▶ _Requirement_: Aside from the pictures, copy the listing exactly.

▶ _Information given_:
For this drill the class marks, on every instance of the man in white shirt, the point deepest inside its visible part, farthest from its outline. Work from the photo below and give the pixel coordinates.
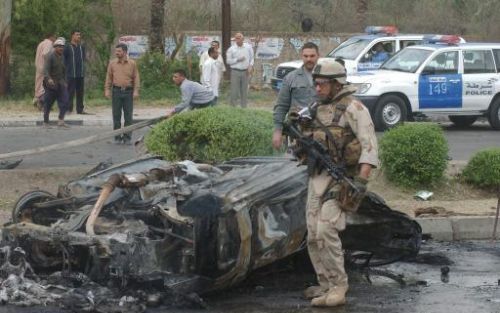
(210, 76)
(220, 62)
(43, 49)
(240, 58)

▶ _Exercise output_:
For this drill the class marks, on every instance of the man in white shirt, the point deepest inside its visible part, farthest from its outline. Work from the photo below and give the pixel coordinates.
(210, 76)
(220, 62)
(43, 49)
(240, 58)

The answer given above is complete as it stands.